Reading passage
Faith leaders urge president, AG
to halt federal executions

A Federal Bureau of Prisons building is pictured in the Brooklyn borough of New York City July 6, 2020. (CNS photo/Mike Segar, Reuters) See FAITH-LEADERS-HALT-EXECUTIONS July 7, 2020.

WASHINGTON — Over 1,000 religious leaders have signed a joint statement urging President Donald Trump and Attorney General William Barr to stop the executions scheduled to take place in July and August at the Federal Correctional Complex in Terre Haute, Indiana.

“As faith leaders from a diverse range of traditions, we call on President Trump and Attorney General Barr to stop the scheduled federal executions,” the group said in the statement released July 7. “As our country grapples with the COVID 19 pandemic, an economic crisis, and systemic racism in the criminal legal system, we should be focused on protecting and preserving life, not carrying out executions.” 

The four men scheduled to be executed are: Daniel Lee on July 13; Wesley Purkey on July 15; Dustin Honken on July 17; and Keith Nelson on Aug. 28. The men were convicted of killing children in separate crimes.

Among the Catholic leaders signing the statement were: Archbishop Joseph E. Kurtz of Louisville, Kentucky; Bishop William F. Medley of Owensboro, Kentucky; retired Bishop Richard E. Pates of Des Moines, Iowa, who is apostolic administrator of the Diocese of Joliet, Illinois; Bishop Oscar A. Solis of Salt Lake City; and Bishop  Thomas R. Zinkula of Davenport, Iowa.

Entries provided
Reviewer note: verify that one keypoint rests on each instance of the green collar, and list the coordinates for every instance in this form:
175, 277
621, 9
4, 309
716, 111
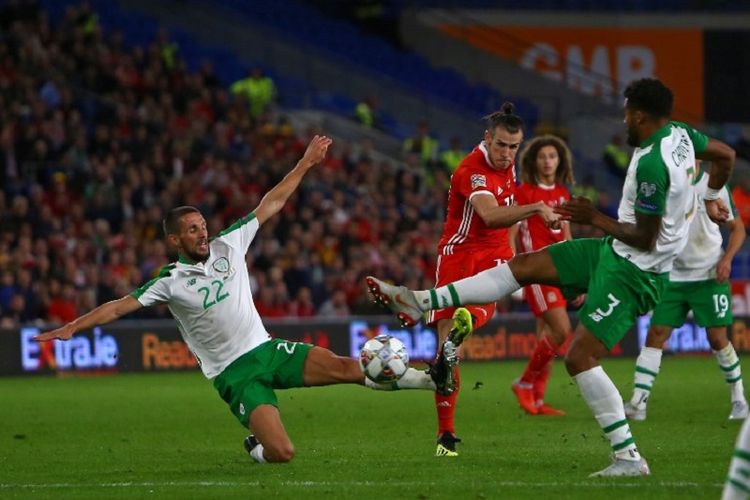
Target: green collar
658, 134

Exercises
1: Copy the part of the federal executions article that begins at "A Federal Bureau" and stops after "July 7, 2020.", putting "Queens" in place of "Brooklyn".
2: According to the federal executions article, on what date was Keith Nelson scheduled to be executed?

Outputs for the tasks
1:
A Federal Bureau of Prisons building is pictured in the Queens borough of New York City July 6, 2020. (CNS photo/Mike Segar, Reuters) See FAITH-LEADERS-HALT-EXECUTIONS July 7, 2020.

2: Aug. 28